▶ [Dataset excerpts]:
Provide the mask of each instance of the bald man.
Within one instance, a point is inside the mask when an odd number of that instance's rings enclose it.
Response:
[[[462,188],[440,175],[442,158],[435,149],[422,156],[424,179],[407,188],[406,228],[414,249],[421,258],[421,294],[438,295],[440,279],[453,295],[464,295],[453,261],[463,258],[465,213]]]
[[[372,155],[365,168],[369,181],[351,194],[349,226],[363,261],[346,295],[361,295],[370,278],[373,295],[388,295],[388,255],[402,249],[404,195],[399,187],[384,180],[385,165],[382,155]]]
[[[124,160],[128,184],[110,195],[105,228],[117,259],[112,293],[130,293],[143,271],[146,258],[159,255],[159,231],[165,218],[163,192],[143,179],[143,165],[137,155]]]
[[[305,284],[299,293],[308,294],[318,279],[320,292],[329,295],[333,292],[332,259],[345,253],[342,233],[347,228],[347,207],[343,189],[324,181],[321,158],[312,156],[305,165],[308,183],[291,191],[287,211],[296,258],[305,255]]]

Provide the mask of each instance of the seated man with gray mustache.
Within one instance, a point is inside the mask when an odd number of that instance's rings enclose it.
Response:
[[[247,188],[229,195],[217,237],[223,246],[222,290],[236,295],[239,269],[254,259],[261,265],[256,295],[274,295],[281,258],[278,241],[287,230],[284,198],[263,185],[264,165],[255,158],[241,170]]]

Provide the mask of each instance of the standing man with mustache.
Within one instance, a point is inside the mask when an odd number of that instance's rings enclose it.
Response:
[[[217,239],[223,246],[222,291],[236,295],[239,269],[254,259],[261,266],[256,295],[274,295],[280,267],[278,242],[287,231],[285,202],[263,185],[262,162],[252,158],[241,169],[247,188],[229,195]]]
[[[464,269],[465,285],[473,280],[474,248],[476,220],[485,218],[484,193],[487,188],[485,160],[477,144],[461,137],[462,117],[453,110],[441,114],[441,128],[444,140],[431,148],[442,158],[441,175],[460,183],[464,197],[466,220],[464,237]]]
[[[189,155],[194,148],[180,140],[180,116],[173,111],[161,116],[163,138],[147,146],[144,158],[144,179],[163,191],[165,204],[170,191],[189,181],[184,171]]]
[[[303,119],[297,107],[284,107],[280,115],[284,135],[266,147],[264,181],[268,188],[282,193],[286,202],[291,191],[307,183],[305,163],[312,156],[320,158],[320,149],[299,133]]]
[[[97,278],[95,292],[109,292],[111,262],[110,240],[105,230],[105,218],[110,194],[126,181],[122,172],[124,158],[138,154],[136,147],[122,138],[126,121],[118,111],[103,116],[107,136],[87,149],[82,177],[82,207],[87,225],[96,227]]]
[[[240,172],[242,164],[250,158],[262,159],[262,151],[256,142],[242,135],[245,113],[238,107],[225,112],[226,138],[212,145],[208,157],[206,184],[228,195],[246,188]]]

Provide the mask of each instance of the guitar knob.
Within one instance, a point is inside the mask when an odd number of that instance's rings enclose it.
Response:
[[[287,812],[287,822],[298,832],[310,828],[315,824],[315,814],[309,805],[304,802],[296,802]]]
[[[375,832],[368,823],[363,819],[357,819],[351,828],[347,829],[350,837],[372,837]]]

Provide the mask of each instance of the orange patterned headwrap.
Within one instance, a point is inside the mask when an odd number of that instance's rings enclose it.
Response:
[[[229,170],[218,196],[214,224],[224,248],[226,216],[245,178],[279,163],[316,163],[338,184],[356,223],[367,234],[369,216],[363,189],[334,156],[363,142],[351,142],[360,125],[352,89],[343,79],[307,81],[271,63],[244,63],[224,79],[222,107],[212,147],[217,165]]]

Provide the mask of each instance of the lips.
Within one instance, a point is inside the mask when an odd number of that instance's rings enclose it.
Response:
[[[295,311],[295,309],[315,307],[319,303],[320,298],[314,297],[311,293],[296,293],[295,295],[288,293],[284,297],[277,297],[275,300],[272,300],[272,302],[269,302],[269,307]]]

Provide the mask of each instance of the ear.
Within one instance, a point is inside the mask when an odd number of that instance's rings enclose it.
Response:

▶ [The task]:
Gather every line of the listing above that contains the string "mustache", copying each in full. Case counts.

▶ [The answer]:
Provide the mask of each instance of the seated man with gray mustache.
Provide the mask of each instance of the standing man with mustache.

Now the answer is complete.